▼▼▼

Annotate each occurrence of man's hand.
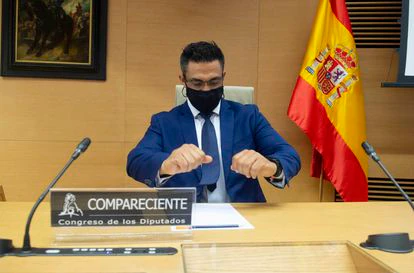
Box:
[230,150,277,179]
[160,144,213,175]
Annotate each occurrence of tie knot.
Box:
[199,112,213,120]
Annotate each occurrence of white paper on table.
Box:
[172,203,254,230]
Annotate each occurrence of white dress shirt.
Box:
[155,99,285,203]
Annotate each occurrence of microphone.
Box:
[360,141,414,253]
[22,137,91,252]
[0,137,91,256]
[0,138,178,257]
[362,141,414,210]
[72,137,91,159]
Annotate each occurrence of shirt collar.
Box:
[187,99,221,118]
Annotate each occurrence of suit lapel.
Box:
[179,102,201,180]
[220,100,234,181]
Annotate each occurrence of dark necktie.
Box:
[200,113,220,191]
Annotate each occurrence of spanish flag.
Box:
[288,0,368,201]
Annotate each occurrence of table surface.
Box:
[0,202,414,273]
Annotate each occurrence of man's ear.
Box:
[178,74,185,84]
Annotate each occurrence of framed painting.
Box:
[1,0,108,80]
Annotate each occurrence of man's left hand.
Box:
[230,150,277,179]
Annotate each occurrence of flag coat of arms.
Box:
[288,0,368,201]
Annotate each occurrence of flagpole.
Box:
[319,159,323,202]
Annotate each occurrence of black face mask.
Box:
[186,86,223,114]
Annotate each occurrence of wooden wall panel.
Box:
[0,1,126,141]
[0,0,127,201]
[0,141,126,201]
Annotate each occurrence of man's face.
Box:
[180,60,226,91]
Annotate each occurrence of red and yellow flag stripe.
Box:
[288,0,368,201]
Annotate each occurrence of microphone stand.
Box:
[0,138,178,257]
[22,156,76,253]
[360,141,414,253]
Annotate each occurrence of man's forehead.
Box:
[187,60,223,75]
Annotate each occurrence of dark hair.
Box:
[180,41,224,75]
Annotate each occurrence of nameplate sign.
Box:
[50,188,196,227]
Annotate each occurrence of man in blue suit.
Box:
[127,42,300,202]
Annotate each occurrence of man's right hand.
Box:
[160,144,213,175]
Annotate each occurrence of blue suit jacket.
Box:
[127,99,300,202]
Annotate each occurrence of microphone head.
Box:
[78,137,91,153]
[72,137,91,160]
[361,141,380,162]
[361,141,375,156]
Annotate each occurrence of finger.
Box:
[239,151,258,178]
[202,155,213,164]
[180,151,197,172]
[250,159,265,179]
[230,150,247,173]
[175,154,188,172]
[189,145,206,165]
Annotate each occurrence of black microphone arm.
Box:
[362,141,414,210]
[359,141,414,253]
[22,137,91,252]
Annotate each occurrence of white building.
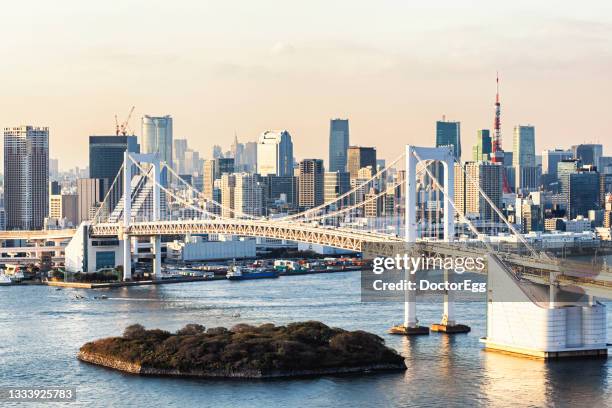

▲▲▲

## What to work on
Reproduce every line above word for word, leaving out the pictures.

## Solution for this problem
Annotate each occurrence of man's hand.
Box:
[230,150,277,179]
[160,144,213,175]
Annotate each occurrence of tie knot.
Box:
[199,112,213,120]
Annotate each occurrence of white paper on table.
Box:
[172,203,254,230]
Annotate each occurrence of white dress shirt.
Box:
[155,99,285,203]
Annotate each occurrence of microphone.
Box:
[360,141,414,253]
[22,137,91,252]
[0,137,91,256]
[0,138,178,257]
[362,141,414,210]
[72,137,91,159]
Annotate each occurrence of shirt collar.
Box:
[187,99,221,118]
Annotate each occurrence of suit lapel.
Box:
[179,102,201,180]
[220,100,234,181]
Annotate each occurrence of dark necktie.
Box:
[200,113,220,191]
Annotate each occurrence of spanish flag.
Box:
[288,0,368,201]
Annotate each occurrence of table surface.
Box:
[0,202,414,273]
Annotate each occurrence of man's ear.
Box:
[178,74,185,84]
Annotate each occurrence of framed painting.
Box:
[1,0,108,80]
Annotate each occurrence of man's left hand.
Box:
[230,150,277,179]
Annotate each occurrence of flag coat of arms.
Box:
[288,0,368,201]
Annotate each occurrence of flagpole.
Box:
[319,159,323,202]
Annotate each occurrence of black face mask.
Box:
[186,86,223,114]
Annotate each occurrence of wooden wall panel.
Box:
[0,1,126,141]
[0,0,127,201]
[0,141,126,201]
Annotate each occurrence of man's face.
Box:
[180,60,226,91]
Annotate each occurrence of red and yellow flag stripe.
Box:
[288,0,368,201]
Annotate each occurrence of microphone stand.
Box:
[0,138,178,257]
[22,156,76,253]
[360,141,414,253]
Annotate each occurrence of man's forehead.
Box:
[187,60,223,75]
Annotate each occurrence of dark hair.
Box:
[180,41,224,75]
Annotate each occurrence of nameplate sign.
Box:
[50,188,196,227]
Annotate each occurrence of man in blue suit.
Box:
[127,42,300,202]
Annotate each occurrence of man's right hand.
Box:
[160,144,213,175]
Annotate each occurrence of blue suit jacket.
Box:
[127,99,300,202]
Annotate each occurrence of microphone head.
Box:
[78,137,91,153]
[72,137,91,160]
[361,141,380,162]
[361,141,375,156]
Annotate each occurrence of finger.
Box:
[239,151,258,178]
[202,155,213,164]
[180,151,197,172]
[250,159,265,179]
[230,150,247,173]
[175,154,188,172]
[189,145,206,165]
Annotate each occurrence of black microphone arm.
Box:
[362,141,414,210]
[359,141,414,253]
[22,137,91,252]
Annotate each occurrence of white building.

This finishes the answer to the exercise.